» **Teks Bacaan**:
▬▬▬▬▬▬

Jakarta – Menteri Keuangan (Menkeu) Sri Mulyani Indrawati berharap pertumbuhan ekonomi kuartal II tahun 2022 yang mencapai 5,44 persen agar terus dijaga.
Karenanya, Menkeu Sri Mulyani, bersama Gubernur Bank Indonesia Perry Warjiyo terus meramu kebijakan fiskal dan moneter yang fleksibel, namun pada saat yang sama juga efektif dan kredibel.
Dijelaskan, perekonomian Indonesia pada tahun 2022 tumbuh sangat baik yang antara lain terlihat dari pertumbuhan ekonomi kuartal II tahun 2022 yang mencapai 5,44 persen.
“Angka tersebut berada di atas perkiraan optimistis pemerintah yang mematok pertumbuhan ekonomi kuartal II sebesar 5,2 persen,” tutur Menkeu Sri Mulyani usai Sidang Kabinet Paripurna yang dipimpin oleh Presiden Joko Widodo di Istana Negara, Senin, (8/8/2022).

▬▬▬▬▬▬

» **Bahan yang Tersedia**:
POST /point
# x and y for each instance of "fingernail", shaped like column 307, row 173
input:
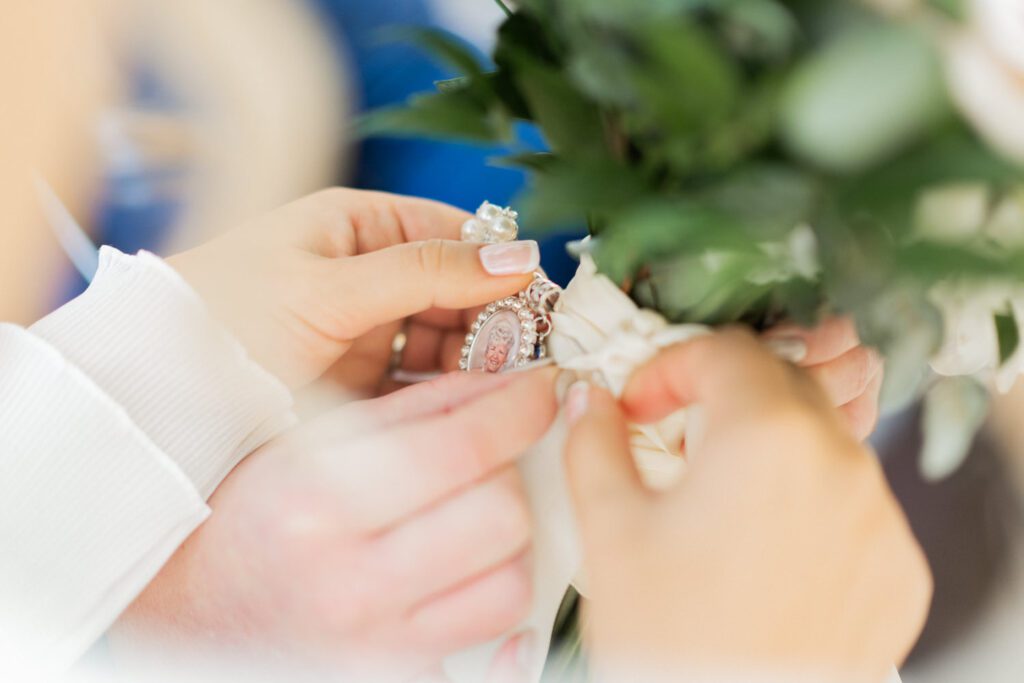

▬▬▬▬▬▬

» **Tujuan Tugas**:
Teruskan teks bacaan di atas tentang pertumbuhan ekonomi Indonesia pada kuartal II tahun 2022, dimulai tepat setelah kalimat terakhirnya.

» **Jawaban Latihan**:
Pihaknya mendorong agar pertumbuhan ekonomi tersebut dapat terus dijaga, terutama berkaitan dengan faktor-faktor di sisi domestik karena situasi global penuh ketidakpastian. Diketahui, faktor dalam negerinya adalah konsumsi dan investasi serta belanja pemerintah.
Pada bagian lain disampaikan, Rancangan Anggaran Pendapatan dan Belanja Negara (RAPBN) tahun 2023 dirancang untuk mampu menjaga fleksibilitas dalam mengelola gejolak perekonomian dan ketidakpastian global.
Kondisi terjadi itu, disebut sebagai shock absorber. Di sisi lain, Presiden Joko Widodo meminta agar APBN dijaga supaya tetap kredibel dan sehat.
“APBN 2023 harus didesain untuk bisa mampu tetap menjaga fleksibilitas dalam mengelola gejolak yang terjadi, ini kita sering menyebutnya sebagai shock absorber,” ungkap Sri Mulyani.
Lanjutnya, Presiden Jokowi meminta agar APBN tetap dijaga supaya tetap kredibel dan sustainable atau sehat, sehingga hal ini adalah kombinasi yang harus dijaga.
Tahun 2022 dunia diproyeksikan akan mengalami perlemahan pertumbuhan ekonomi, sementara inflasinya meningkat tinggi.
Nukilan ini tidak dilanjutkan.